[TEXTABSCHNITT]:

━━━━━━━━━━

Borkum/Emden (dpa) - Es hätte ein gemütlicher Tagesausflug zur Insel Helgoland werden sollen - doch auf ihrer Rückreise erlebten die 357 Fahrgäste an Bord der Fähre «Polarstern» wahre Schrecksekunden.
Riesige Wellen hatten einen Teil der Frontreling losgeschlagen und in das Panoramafenster katapultiert. Glassplitter und Wasser schossen weit ins Innere des Hochgeschwindigkeits-Katamarans. Bei dem Unglück wurden am Montagabend 24 Passagiere verletzt.
Bei ihnen handelt es sich überwiegend um Urlauber, viele aus Nordrhein-Westfalen. Laut Polizei ist ein Reisender in «kritischem Zustand». Ermittler untersuchen nun das beschädigte Schiff. Fest steht bereits: Die vorhergesagte Wellenhöhe war das absolute Limit, bei dem der Katamaran noch auslaufen durfte.
«Wie diese Reling abreißen konnte, wissen wir nicht», sagte Bernhard Brons, Vorstand des Fährschiff-Unternehmens Reederei AG Ems. Von der Brücke aus sei das Decksgeländer nicht zu sehen gewesen, erst die Besatzung habe den Schaden gemeldet. Hinter dem zerborstenen Fensterteil, das nur 60 mal 80 Zentimeter groß sei, hätten sich «Dutzende» Passagiere befunden. Die erste Sitzreihe liege nur zwei Meter hinter der Glasfront. «Es hat Schreie gegeben», berichtete Knut Gerdes, Chef des seemännischen Personals der AG Ems. Er hatte mit dem erst 27 Jahre alten Kapitän der «Polarstern» kurz nach den Schrecksekunden telefoniert. «Wir haben da ein Problem», soll der erste Satz der Crew gelautet haben.
An Bord sei keine Panik ausgebrochen, betont Gerdes. «Menschen geraten in Panik, wenn sie keinen Ausweg mehr aus einer Situation sehen.» Das sei nicht der Fall gewesen, die zehnköpfige Besatzung sei geschult für solche Szenarien und habe die Gäste «ruhig und geordnet» aus der Gefahrenzone gebracht. Wie sich dabei viele Passagiere teils erhebliche Verletzungen zuziehen konnten, kann die Reederei nicht erklären. Nach Angaben einer Ärztepraxis auf der Insel Borkum, die der Katamaran nach dem Unglück für die Versorgung der Verletzten ansteuerte, leiden drei Passagiere an einem Schädelhirntrauma. Der «überwiegende Teil» der Behandelten habe Platzwunden gehabt. Ein Notarzt war an Bord und leistete Erste Hilfe.

━━━━━━━━━━

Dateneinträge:
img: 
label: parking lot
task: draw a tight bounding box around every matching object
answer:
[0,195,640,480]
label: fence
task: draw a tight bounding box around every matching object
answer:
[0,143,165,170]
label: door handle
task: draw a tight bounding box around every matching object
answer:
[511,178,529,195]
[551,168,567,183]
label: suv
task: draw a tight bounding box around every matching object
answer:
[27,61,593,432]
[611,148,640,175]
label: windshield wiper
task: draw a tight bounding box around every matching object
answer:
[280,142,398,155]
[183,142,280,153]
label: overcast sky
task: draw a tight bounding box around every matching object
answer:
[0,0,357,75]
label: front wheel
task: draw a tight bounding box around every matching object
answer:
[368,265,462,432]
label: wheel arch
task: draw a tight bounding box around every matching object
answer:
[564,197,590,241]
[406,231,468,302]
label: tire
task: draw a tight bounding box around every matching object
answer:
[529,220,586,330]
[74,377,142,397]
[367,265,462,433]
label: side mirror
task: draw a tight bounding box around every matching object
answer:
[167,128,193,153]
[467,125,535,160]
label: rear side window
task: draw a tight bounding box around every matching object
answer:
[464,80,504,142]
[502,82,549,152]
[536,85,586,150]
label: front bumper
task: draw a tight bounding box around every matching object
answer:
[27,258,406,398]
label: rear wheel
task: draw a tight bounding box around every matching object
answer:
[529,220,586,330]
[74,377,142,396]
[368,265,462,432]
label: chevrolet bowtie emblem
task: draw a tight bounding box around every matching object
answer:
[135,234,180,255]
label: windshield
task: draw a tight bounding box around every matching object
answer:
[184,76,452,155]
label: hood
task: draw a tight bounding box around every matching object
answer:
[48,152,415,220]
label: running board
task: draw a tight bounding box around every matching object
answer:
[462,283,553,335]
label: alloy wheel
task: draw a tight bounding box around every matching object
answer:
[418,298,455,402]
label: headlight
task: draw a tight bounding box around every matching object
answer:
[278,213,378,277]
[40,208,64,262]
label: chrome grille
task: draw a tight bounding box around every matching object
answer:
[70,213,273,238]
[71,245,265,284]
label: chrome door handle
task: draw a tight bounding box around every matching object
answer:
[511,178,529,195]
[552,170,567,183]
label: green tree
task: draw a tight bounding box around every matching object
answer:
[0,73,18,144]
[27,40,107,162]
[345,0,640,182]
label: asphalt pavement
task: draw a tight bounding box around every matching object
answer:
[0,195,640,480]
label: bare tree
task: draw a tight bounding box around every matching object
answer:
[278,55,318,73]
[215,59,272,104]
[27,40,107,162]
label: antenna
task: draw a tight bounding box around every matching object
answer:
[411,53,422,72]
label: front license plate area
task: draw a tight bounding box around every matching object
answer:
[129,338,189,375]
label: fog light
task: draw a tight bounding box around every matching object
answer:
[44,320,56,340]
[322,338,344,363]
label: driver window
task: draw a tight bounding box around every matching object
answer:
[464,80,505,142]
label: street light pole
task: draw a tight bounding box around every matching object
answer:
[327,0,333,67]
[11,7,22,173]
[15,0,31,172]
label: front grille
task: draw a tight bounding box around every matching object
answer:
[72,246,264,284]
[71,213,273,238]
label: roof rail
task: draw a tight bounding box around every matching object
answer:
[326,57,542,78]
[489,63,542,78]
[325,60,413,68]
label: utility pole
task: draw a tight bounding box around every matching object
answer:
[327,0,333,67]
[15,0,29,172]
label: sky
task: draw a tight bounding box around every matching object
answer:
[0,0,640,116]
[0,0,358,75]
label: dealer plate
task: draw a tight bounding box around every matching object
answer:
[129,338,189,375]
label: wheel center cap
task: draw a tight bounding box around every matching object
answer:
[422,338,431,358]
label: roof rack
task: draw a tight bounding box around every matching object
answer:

━━━━━━━━━━

[AUFGABE 1]: Fasse den Absatz des Textabschnitts, der mit „An Bord sei keine Panik“ beginnt, als kurze Stichpunktliste mit seinen wichtigsten Fakten zusammen.
[AUFGABE 2]: Gib bitte den Teil des Textabschnitts zwischen „An Bord sei“ und „leistete Erste Hilfe.“, beide eingeschlossen, wortgetreu wieder.
Stütze dich ausschließlich auf den Textabschnitt.

[ANTWORT 1]:
- Laut Knut Gerdes brach an Bord keine Panik aus, denn es gab einen Ausweg aus der Situation.
- Die zehnköpfige Besatzung ist für solche Szenarien geschult und brachte die Gäste ruhig und geordnet aus der Gefahrenzone.
- Die Reederei kann nicht erklären, wie sich viele Passagiere dabei teils erhebliche Verletzungen zuzogen.
- Laut einer Ärztepraxis auf Borkum, die der Katamaran nach dem Unglück ansteuerte, haben drei Passagiere ein Schädelhirntrauma; die meisten Behandelten hatten Platzwunden.
- Ein Notarzt an Bord leistete Erste Hilfe.

[ANTWORT 2]:
An Bord sei keine Panik ausgebrochen, betont Gerdes. «Menschen geraten in Panik, wenn sie keinen Ausweg mehr aus einer Situation sehen.» Das sei nicht der Fall gewesen, die zehnköpfige Besatzung sei geschult für solche Szenarien und habe die Gäste «ruhig und geordnet» aus der Gefahrenzone gebracht. Wie sich dabei viele Passagiere teils erhebliche Verletzungen zuziehen konnten, kann die Reederei nicht erklären. Nach Angaben einer Ärztepraxis auf der Insel Borkum, die der Katamaran nach dem Unglück für die Versorgung der Verletzten ansteuerte, leiden drei Passagiere an einem Schädelhirntrauma. Der «überwiegende Teil» der Behandelten habe Platzwunden gehabt. Ein Notarzt war an Bord und leistete Erste Hilfe.